Selected extract:
— begin —
In various examples, the mooring hitch 190 has a protrusion 194 with a first portion 196 and a second portion 198 separated by a bend 200. The first portion 196 extends in a transverse direction from the cylindrical sidewall 168. The bend 200 divides the first portion 196 of the protrusion 194 from the second portion 198 on the mooring hitch 190. In one example, the second portion 198 of the protrusion 194 extends substantially parallel to the longitudinal axis 134. In various embodiments, the mooring hitch 190 has one or more protrusions 194 configured to support the anchor 122 about the polishing rod 102 on the wellhead 110.
Similarly, the support bracket 192 has a projection 202 that has a first portion 204 and a second portion 206 divided by an obtuse angle 208. The first portion 204 of the support bracket 192, extends at an angle from the cylindrical sidewall 168. The second portion 206 forms the obtuse angle 208 with the first portion 204 of the projection 202. In various embodiments, the support bracket 192 has one or more projections 202 configured to support the seal 124 on the polishing rod 102. In one embodiment, an angle 210 of the bend 200 in the protrusion 194 of the mooring hitch 190 is less than the obtuse angle 208 in the projection 202 on the support bracket 192.
In some embodiments, the mooring hitch 190 has protrusions 194 extending from the cylindrical sidewall 168 that secure the anchor 122 on a wellhead 110 in a first orientation and support the seal 124 in a second orientation. For example, the mooring hitch 190 is configured for the cross-link fitting 164, and the support bracket 192 is configured for the step fitting 166 wellhead 110. In some embodiments, the support bracket 192 has projections 202 opposite the mooring hitch 190 that extend from the cylindrical sidewall 168 and secure the seal 124 of the polishing rod 102 in a first orientation and support the anchor 122 against the wellhead 110 in a second orientation.
FIG. 11 shows the transverse hinge 182 unlocked, and the anchor 122 is in a closed position. FIGS. 7 and 8 show the transverse hinge 182 in a locked position. In the closed position of FIG. 11 , the first sidewall 130 and the second sidewall 132 define the clamping area 128. In a specific embodiment, when the first sidewall 130 and the second sidewall 132 are semicircles, the clamping area 128 is circular (e.g., forms a circle).
— end —
Data excerpt:
— begin —
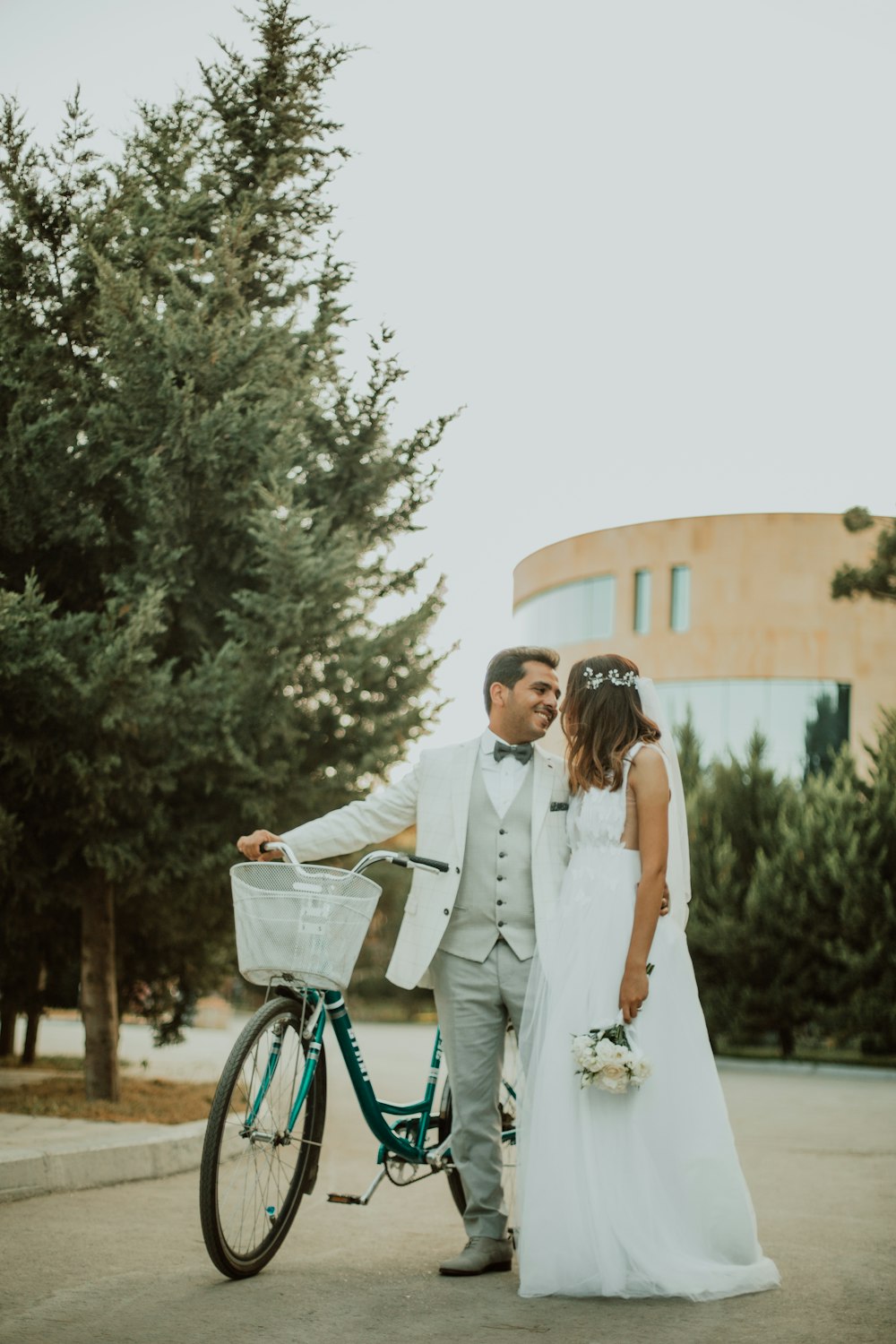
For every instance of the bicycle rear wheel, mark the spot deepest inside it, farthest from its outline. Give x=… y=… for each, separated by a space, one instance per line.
x=506 y=1104
x=254 y=1167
— end —
Required actions:
**1.** In the mooring hitch extract, what divides the first and second portions of the support bracket's projection?
**2.** Take the part of the mooring hitch extract that opens with the words containing "In various examples, the" and closes with "the wellhead 110.", switch "mooring hitch" to "tether hitch" everywhere in it, and write it out.
**3.** Carry the mooring hitch extract on from the point where it stops.
The listing comes from a separate source.

Responses for each task:
**1.** An obtuse angle 208.

**2.**
In various examples, the tether hitch 190 has a protrusion 194 with a first portion 196 and a second portion 198 separated by a bend 200. The first portion 196 extends in a transverse direction from the cylindrical sidewall 168. The bend 200 divides the first portion 196 of the protrusion 194 from the second portion 198 on the tether hitch 190. In one example, the second portion 198 of the protrusion 194 extends substantially parallel to the longitudinal axis 134. In various embodiments, the tether hitch 190 has one or more protrusions 194 configured to support the anchor 122 about the polishing rod 102 on the wellhead 110.

**3.**
To open the anchor 122, the operator rotates the first sidewall 130 relative to the second sidewall 132. FIG. 12 shows the anchor 122 in the open position. The distance between the first sidewall 130 and the second sidewall 132 in the open position is width W. The width W of the anchor 122 facilitates the installation of the anchor 122 on a polishing rod 102 that is smaller than the width W. In some embodiments, the open position of the anchor 122 is greater than an exterior surface 126 (e.g., diameter) of the polishing rod 102. For example, the clamping area 128 defines an inner diameter 170 that is greater than the outer diameter of the polishing rod 102. The difference between the inner diameter 170 of the cylindrical sidewall 168 and the diameter, width, or exterior surface 126 of the polishing rod 102 defines the gap 178. Stated differently, the gap 178 is the volume in the clamping area 128 of the anchor 122 between the inner surface 172 of the cylindrical sidewall 168 and the exterior surface 126 of the polishing rod 102.
In some embodiments, the gap 178 is configured for a pad 212 interposed between the cylindrical sidewall 168 and the abradant 180. For example, the pad 212 may be a non-yielding plastic material that deforms about an abnormality (e.g., rust) on the polishing rod 102. In various examples, the pad 212 deflects and/or creates a normal spring force on the corrosion layer or other abnormality on the exterior surface 126 of the polishing rod 102.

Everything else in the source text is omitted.